SOURCE MATERIAL START
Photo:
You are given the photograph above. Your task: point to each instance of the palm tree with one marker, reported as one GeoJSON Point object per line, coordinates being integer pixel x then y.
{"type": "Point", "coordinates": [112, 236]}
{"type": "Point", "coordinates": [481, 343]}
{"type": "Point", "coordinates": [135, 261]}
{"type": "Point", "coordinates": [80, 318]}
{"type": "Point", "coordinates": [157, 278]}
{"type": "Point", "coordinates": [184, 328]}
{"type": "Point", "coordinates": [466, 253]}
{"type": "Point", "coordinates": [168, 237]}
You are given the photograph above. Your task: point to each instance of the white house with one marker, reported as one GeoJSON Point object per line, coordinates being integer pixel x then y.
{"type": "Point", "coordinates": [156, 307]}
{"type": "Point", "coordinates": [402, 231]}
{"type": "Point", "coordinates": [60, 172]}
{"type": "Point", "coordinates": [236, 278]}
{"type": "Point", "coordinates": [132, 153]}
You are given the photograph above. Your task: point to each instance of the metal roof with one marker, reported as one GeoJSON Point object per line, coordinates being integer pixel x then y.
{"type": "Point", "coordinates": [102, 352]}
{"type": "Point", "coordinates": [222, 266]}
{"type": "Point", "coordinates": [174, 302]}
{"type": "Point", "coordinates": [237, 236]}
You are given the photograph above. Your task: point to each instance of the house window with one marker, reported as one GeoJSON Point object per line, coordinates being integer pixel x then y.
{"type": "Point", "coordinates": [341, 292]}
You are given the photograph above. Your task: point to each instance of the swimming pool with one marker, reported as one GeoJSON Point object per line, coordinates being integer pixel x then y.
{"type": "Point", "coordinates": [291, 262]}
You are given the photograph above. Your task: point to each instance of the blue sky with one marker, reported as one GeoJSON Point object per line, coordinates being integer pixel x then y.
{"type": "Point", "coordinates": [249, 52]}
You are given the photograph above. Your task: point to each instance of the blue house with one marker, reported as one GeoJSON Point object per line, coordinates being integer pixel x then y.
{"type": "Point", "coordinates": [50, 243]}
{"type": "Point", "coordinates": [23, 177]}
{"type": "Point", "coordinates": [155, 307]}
SOURCE MATERIAL END
TASK DESCRIPTION:
Write all of the records out again exactly.

TASK RESPONSE:
Photo:
You are given the photograph above. Your task: point to each instance of the palm tree with one marker, reported as one GeoJSON Point object per line, coordinates being integer pixel x then y.
{"type": "Point", "coordinates": [112, 236]}
{"type": "Point", "coordinates": [481, 343]}
{"type": "Point", "coordinates": [135, 261]}
{"type": "Point", "coordinates": [80, 318]}
{"type": "Point", "coordinates": [157, 278]}
{"type": "Point", "coordinates": [184, 328]}
{"type": "Point", "coordinates": [466, 253]}
{"type": "Point", "coordinates": [168, 237]}
You are given the photograph above. Your task: point to each instance of the white house with one marker, reported as one GeoJSON Point object per line, coordinates being integer pixel x then y.
{"type": "Point", "coordinates": [156, 307]}
{"type": "Point", "coordinates": [402, 231]}
{"type": "Point", "coordinates": [60, 172]}
{"type": "Point", "coordinates": [236, 278]}
{"type": "Point", "coordinates": [132, 153]}
You are given the photograph above. Your task: point to each instance of the metal roof with one marker, reported as one GeoJSON Point object per line, coordinates being integer pixel x then y.
{"type": "Point", "coordinates": [102, 352]}
{"type": "Point", "coordinates": [222, 266]}
{"type": "Point", "coordinates": [174, 302]}
{"type": "Point", "coordinates": [237, 236]}
You are given the photograph above. Your task: point to each instance of the house window with one marker, reported as one GeoJSON Point object per line, coordinates being integer pixel x then y.
{"type": "Point", "coordinates": [341, 292]}
You are given the photograph above. Your task: point to each instance of the swimming pool with one marker, reported as one GeoJSON Point object per line, coordinates being integer pixel x then y.
{"type": "Point", "coordinates": [291, 262]}
You are given the photograph above. Your task: point to each instance of the blue sky with one marker, reported as one GeoJSON Point object per line, coordinates being integer pixel x then y.
{"type": "Point", "coordinates": [249, 52]}
You are given the photograph above. Your task: point to each instance of the blue house with one marker, reported as one GeoJSON Point object per line, coordinates being integer pixel x then y.
{"type": "Point", "coordinates": [50, 243]}
{"type": "Point", "coordinates": [23, 177]}
{"type": "Point", "coordinates": [155, 307]}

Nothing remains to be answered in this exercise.